Objective:
Turn every line of the records below into a JSON list of strings, one string per line, and leave out any blank lines.

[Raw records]
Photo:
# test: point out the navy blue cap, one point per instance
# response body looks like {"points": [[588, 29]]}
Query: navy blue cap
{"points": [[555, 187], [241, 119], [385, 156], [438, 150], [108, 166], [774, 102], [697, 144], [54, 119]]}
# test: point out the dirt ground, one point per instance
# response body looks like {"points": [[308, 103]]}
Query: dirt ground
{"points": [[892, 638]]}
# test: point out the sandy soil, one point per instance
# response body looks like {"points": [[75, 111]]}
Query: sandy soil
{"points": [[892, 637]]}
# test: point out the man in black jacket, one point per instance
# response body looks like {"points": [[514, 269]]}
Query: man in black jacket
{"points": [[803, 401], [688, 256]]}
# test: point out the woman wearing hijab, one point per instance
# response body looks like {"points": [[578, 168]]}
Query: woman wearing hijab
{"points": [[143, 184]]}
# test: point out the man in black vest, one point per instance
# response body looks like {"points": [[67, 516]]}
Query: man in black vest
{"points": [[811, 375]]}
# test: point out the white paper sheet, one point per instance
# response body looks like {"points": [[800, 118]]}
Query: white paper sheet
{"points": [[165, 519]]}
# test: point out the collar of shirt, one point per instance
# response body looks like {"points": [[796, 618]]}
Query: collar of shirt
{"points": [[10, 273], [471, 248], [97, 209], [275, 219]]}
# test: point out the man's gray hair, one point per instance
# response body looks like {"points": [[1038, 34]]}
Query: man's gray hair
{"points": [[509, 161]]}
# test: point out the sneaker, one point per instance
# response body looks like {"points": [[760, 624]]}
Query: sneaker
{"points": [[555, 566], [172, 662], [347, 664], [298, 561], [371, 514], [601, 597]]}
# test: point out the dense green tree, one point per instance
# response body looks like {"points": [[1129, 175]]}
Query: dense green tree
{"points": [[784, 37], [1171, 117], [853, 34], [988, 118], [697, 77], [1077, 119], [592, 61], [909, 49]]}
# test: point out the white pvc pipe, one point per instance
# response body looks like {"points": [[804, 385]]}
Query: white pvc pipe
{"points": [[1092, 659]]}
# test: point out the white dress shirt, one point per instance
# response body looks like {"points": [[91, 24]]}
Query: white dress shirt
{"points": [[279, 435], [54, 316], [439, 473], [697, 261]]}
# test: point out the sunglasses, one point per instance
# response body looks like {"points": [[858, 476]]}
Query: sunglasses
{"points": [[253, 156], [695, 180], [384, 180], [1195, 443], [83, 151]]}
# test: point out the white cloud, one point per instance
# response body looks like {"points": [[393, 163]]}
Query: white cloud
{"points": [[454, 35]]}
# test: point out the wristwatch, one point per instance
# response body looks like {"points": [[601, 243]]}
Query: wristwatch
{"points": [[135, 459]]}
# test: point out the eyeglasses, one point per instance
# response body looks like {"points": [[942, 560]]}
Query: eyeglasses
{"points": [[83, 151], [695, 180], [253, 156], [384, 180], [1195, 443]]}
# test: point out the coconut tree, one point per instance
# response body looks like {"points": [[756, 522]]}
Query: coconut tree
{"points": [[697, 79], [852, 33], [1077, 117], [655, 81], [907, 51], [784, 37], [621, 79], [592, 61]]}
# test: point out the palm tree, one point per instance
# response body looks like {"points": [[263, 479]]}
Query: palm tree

Solved problem:
[
  "Photo:",
  "# test: point out the navy blue cap, one point per instance",
  "# response body looks like {\"points\": [[588, 29]]}",
  "Query: navy blue cap",
  "{\"points\": [[555, 187], [241, 119], [385, 156], [438, 150], [108, 166], [774, 102], [697, 144], [54, 119]]}",
  "# test: point out the dirt ground, one point per instance",
  "# response body looks like {\"points\": [[308, 103]]}",
  "Query: dirt ground",
  "{\"points\": [[892, 638]]}",
  "# test: point out the sandy soil, one point per instance",
  "# response body looks like {\"points\": [[75, 111]]}",
  "Query: sandy soil",
  "{\"points\": [[892, 637]]}",
  "# test: point out the man in black jacket, one point per instance",
  "# response body looks like {\"points\": [[514, 269]]}",
  "Query: man in black jacket",
  "{\"points\": [[803, 401], [688, 256]]}",
  "# test: point out the woman wearing hijab, one point per instance",
  "# response body looks like {\"points\": [[578, 168]]}",
  "Query: woman wearing hijab",
  "{\"points\": [[143, 184]]}",
  "# test: point out the man in black vest, one point per instance",
  "# response body looks like {\"points\": [[67, 516]]}",
  "Query: man in black vest",
  "{\"points\": [[811, 375]]}",
  "# test: point out the white paper sheet, one point per instance",
  "# response body looks like {\"points\": [[800, 118]]}",
  "Query: white paper sheet",
  "{\"points\": [[165, 519]]}",
  "# test: point out the collar of shirt, one point per instance",
  "# response body looks like {\"points\": [[796, 618]]}",
  "Query: collar of shirt",
  "{\"points\": [[10, 273], [471, 248], [97, 209], [275, 219]]}",
  "# test: point out the man's gray hair, one point per instance",
  "# response body looks like {\"points\": [[1038, 34]]}",
  "Query: man's gray hair",
  "{\"points\": [[509, 161]]}",
  "# test: point out the sneaker, one point per instance",
  "# response body looks like {\"points\": [[760, 624]]}",
  "Query: sneaker",
  "{\"points\": [[555, 566], [172, 662], [347, 664], [298, 561], [371, 514], [601, 597]]}",
  "# test: point out the dense green tree, one point per instance",
  "# response body looks like {\"points\": [[1129, 175]]}",
  "Query: dense green tree",
  "{\"points\": [[784, 37], [1171, 117], [853, 34], [988, 118], [697, 77], [1077, 119], [592, 61], [909, 49]]}",
  "# test: point out the white pvc pipe, one point per instance",
  "# response body looks like {\"points\": [[804, 385]]}",
  "Query: white pvc pipe",
  "{\"points\": [[1092, 659]]}",
  "# test: point out the white dress shirt, one point per instance",
  "# response body looks like {\"points\": [[91, 24]]}",
  "Query: white dress shirt",
  "{\"points\": [[279, 435], [54, 316], [439, 473], [697, 261]]}",
  "# test: point out the sunglasses, one point per instance",
  "# response body looks like {\"points\": [[858, 476]]}",
  "Query: sunglasses",
  "{\"points\": [[253, 156], [695, 180], [384, 180], [1195, 443], [83, 151]]}",
  "# test: point out the white cloud, one point per instance",
  "# response body looks like {\"points\": [[393, 163]]}",
  "Query: white cloud",
  "{\"points\": [[454, 35]]}",
  "# test: point out the wristwatch, one point per instance",
  "# response body looks like {\"points\": [[601, 243]]}",
  "Query: wristwatch",
  "{\"points\": [[135, 459]]}",
  "# test: point out the eyeglasses, one point per instance",
  "# response body looks like {\"points\": [[942, 560]]}",
  "Query: eyeglasses",
  "{\"points\": [[83, 151], [695, 180], [253, 156], [384, 180], [1195, 443]]}",
  "# test: point out the coconut tree, one point per instance",
  "# response body looks like {\"points\": [[756, 522]]}",
  "Query: coconut tree",
  "{\"points\": [[697, 79], [852, 33], [1077, 117], [655, 81], [907, 51], [784, 37], [621, 79], [592, 61]]}",
  "# test: point out the palm tree, one point per instance",
  "# response body looks like {\"points\": [[263, 479]]}",
  "Query: palm tree"
]